### [Selected excerpt]
*** Block opens ***
The 38th parallel divides families as much as it divides territory. They say there isn't a family in South Korea that doesn't have relative bottled up in the North and Min-hi's family is no exception. They are hopeful that the decline in tensions between North and South over the past few weeks may finally lead to some cross-border family visits. However, they have had false dawns before and one can only hope.

Summer break is about over and the second half of the school year starts next week. The special English classroom that has been under construction as an addition to the second floor of the school building is almost finished and I have promised to help get it equipped and operational before I leave. Lots to do and not enough time to do it. And (Did you get the news?) a grandson on the way. Me? A grandfather? Talk about surreal!

Luv 2 all.

A well-fed and very sober,

Teacher Bill

Sunday, August 23, 2009

I'm A Travelin' Man....(with apologies to Ricky Nelson)

Hello, Fellow Travelers on the Road of Life:

Well, I covered a lot of ground this past week. My wonderful teacher friend, Song Min-Hi, and her family invited me to see some parts of Korea that few tourists are ever able to penetrate by virtue of being off the beaten path and somewhat difficult to access. Min-hi is the first grade teacher at my school and has been a lifesaver for me because she is the only one around the place who speaks fairly fluent English. She is about Diana's age. She and her boyfriend have to be in the running for "Cutest Couple in Korea" and I take a certain pride in the fact that she says her boyfriend is more afraid of me than he is of her father. After all, I am a lot bigger than most Korean men and my Bhuddah-like dome probably inspires a certain other-worldly kind of awe. But I digress...back to our story.

My first venture this week was to the ancient city of Kyung-jong (about a four hour train ride southeast of Uijongbu) which has been preserved and set aside as a kind of Bhuddist version of Williamsburg. The architecture is very distinctive and the seven-towered temple complex is impressive. I was able to visit a Bhuddist "prayer meetin'" in a large hall complete with tinkling cymbals, booming drums and an ominous sounding gong. I declined the opportunity to buy a fruit or grain offering to leave at the statue of Bhudda ("Thou shalt not make unto thyself any graven image"), but I did make a donation to the temple "poor box." My impression is that these people are serious, peaceful and not hurting anybody. However, it's a long way from Christianity and is, ultimately, a religion of salvation by works rather than by faith and fails the test of the Christian ethos. I wasn't called to be an evangelist and upset anyone's cultural apple cart (I do enough of that in secular circumstances). To each his own, I suppose. We then drove up a nearby mountain to Seong-ju to see Korea's oldest and largest stone Bhuddah. Again, more opportunities for fruit and grain, another poor box, etc. The place is a UNESCO World Heritage site (with the obligatory donation to support on-going preservation work) and worth the half-hour climb up a rocky path. It reminded me somewhat of the massive "Christ the Redeemer" statue on the mountain overlooking Rio de Janeiro. After a museum visit and a trip to see an ancient Confucian astronomical observatory we drove east to Pohang-si, a seaside town overlooking the Sea of Japan. I'm a big fan of sashimi (raw fish) and got to pick my own fish from a big tank and have it skinned and fileted table-side. I think part of it was still moving, but it tasted so good I try not to think about it lest the wrath of PETA descend on me.

Back to K yung-jong where we spent the night at a mountain guest house where Min-hi's family had made reservations. I'll tell you later about my oddball breakfast experience and visit to the border with North Korea and the U.N. peace talks site at Panmunjom but, for now, my typing hand is worn out.
*** Block closes ***
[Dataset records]
*** Block opens ***
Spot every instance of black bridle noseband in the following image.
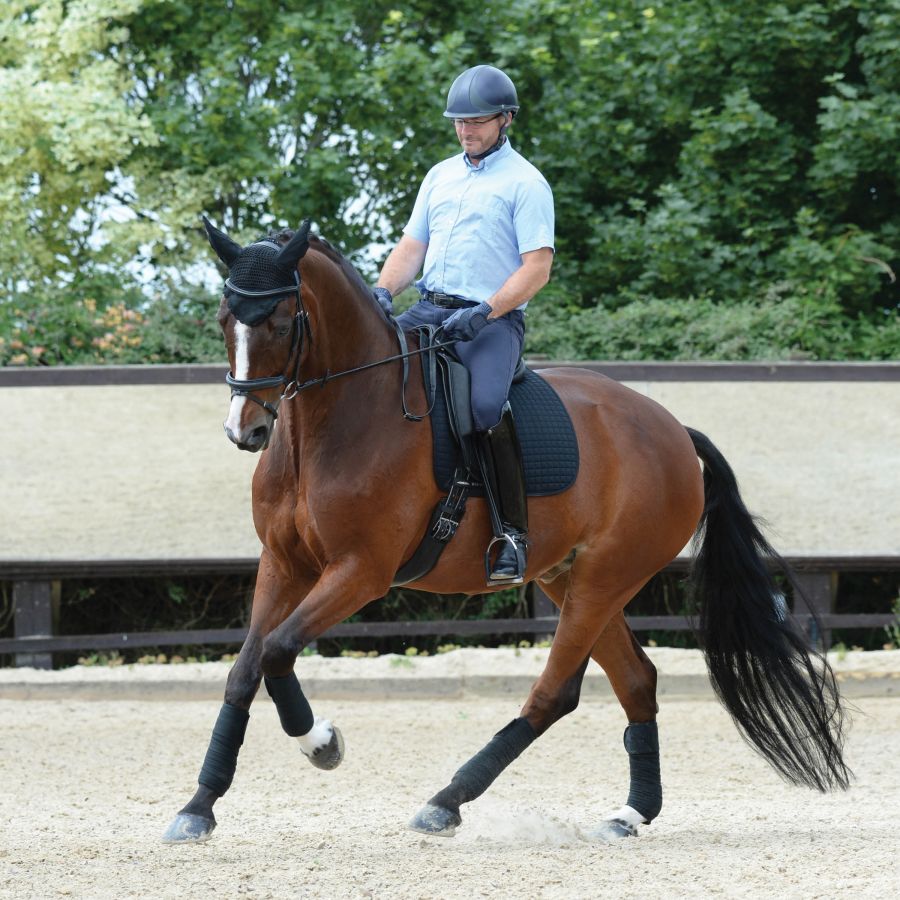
[225,268,312,419]
[225,251,456,422]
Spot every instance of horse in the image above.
[163,218,851,843]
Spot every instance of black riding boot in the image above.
[477,403,528,585]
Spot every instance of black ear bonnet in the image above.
[225,240,300,325]
[203,216,310,325]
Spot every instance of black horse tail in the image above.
[687,428,851,791]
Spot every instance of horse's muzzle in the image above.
[225,423,272,453]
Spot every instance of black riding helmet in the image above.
[444,66,519,119]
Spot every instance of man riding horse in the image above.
[374,66,554,585]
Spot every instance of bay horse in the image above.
[163,219,850,843]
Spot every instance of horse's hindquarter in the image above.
[536,368,703,566]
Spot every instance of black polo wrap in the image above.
[624,722,662,822]
[266,672,316,737]
[197,703,250,797]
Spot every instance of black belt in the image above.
[422,291,478,309]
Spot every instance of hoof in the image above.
[162,813,216,844]
[409,803,462,837]
[589,819,637,843]
[307,725,344,772]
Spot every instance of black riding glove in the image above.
[372,287,394,316]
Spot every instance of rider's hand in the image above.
[443,303,491,341]
[372,287,394,316]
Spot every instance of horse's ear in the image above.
[203,216,243,269]
[275,219,310,272]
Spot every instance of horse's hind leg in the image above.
[163,630,261,844]
[542,576,662,840]
[409,560,640,837]
[163,555,343,844]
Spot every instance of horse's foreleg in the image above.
[163,631,262,844]
[542,577,662,840]
[163,554,311,844]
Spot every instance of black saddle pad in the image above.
[431,369,578,497]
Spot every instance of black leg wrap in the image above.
[625,722,662,822]
[266,672,316,737]
[197,703,250,797]
[428,718,537,813]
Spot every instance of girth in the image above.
[422,291,478,309]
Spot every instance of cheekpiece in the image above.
[225,241,300,326]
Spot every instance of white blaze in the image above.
[225,322,250,434]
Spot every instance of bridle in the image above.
[225,262,312,419]
[225,241,456,422]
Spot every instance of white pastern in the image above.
[297,719,334,756]
[603,806,645,828]
[225,322,250,434]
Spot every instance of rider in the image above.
[374,65,554,584]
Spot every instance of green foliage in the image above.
[0,0,900,364]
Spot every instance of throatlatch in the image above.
[624,722,662,822]
[197,703,250,797]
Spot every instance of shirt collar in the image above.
[462,135,512,170]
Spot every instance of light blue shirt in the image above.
[403,140,554,309]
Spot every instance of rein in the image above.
[225,270,456,422]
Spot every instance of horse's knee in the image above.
[260,629,300,678]
[522,659,587,735]
[225,658,262,709]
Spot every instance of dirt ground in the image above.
[0,695,900,900]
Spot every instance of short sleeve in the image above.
[403,169,434,244]
[513,177,555,255]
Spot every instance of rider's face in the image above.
[453,113,509,157]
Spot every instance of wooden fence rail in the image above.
[0,614,897,656]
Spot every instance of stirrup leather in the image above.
[476,403,528,585]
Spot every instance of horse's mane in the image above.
[257,228,372,297]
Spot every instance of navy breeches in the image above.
[397,300,525,431]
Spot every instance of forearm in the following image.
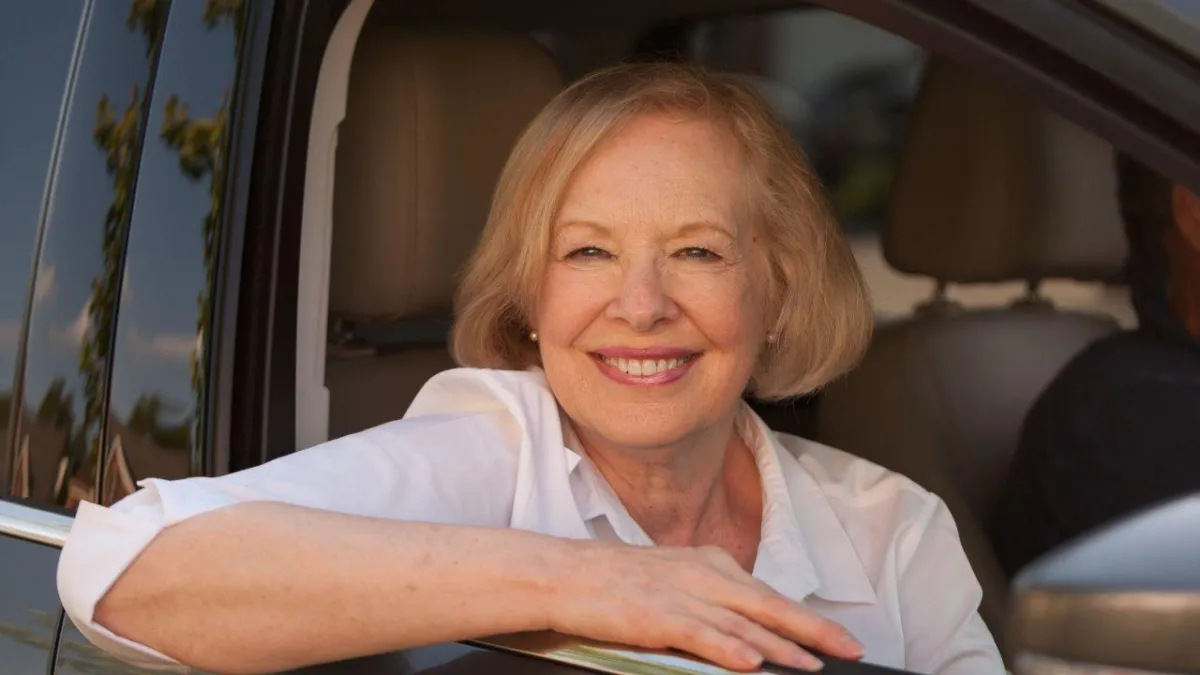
[96,502,563,673]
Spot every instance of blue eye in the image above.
[676,246,721,261]
[566,246,612,259]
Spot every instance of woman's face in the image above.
[534,115,767,448]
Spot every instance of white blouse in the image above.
[58,369,1004,675]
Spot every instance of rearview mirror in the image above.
[1008,495,1200,675]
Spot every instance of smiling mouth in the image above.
[593,354,700,377]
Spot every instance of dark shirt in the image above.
[992,294,1200,575]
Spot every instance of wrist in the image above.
[518,534,594,631]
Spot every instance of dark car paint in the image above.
[0,0,1200,675]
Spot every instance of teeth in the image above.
[604,357,688,377]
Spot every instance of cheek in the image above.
[673,266,763,348]
[534,264,607,341]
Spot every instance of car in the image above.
[0,0,1200,675]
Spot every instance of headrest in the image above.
[330,20,563,321]
[883,58,1127,283]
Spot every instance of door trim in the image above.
[0,500,74,549]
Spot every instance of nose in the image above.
[606,256,679,333]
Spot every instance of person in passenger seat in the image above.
[992,155,1200,574]
[59,64,1004,675]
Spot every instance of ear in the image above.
[1171,185,1200,253]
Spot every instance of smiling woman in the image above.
[59,60,1003,675]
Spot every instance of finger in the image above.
[664,615,763,670]
[726,579,863,658]
[696,605,823,670]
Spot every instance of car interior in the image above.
[296,1,1128,653]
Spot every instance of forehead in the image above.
[557,114,742,226]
*** Block closes ***
### [Task to carry out]
In the travel blog post, reproduce word for word everything from "Back to K yung-jong" down to "is worn out.".

### [Answer space]
Back to K yung-jong where we spent the night at a mountain guest house where Min-hi's family had made reservations. I'll tell you later about my oddball breakfast experience and visit to the border with North Korea and the U.N. peace talks site at Panmunjom but, for now, my typing hand is worn out.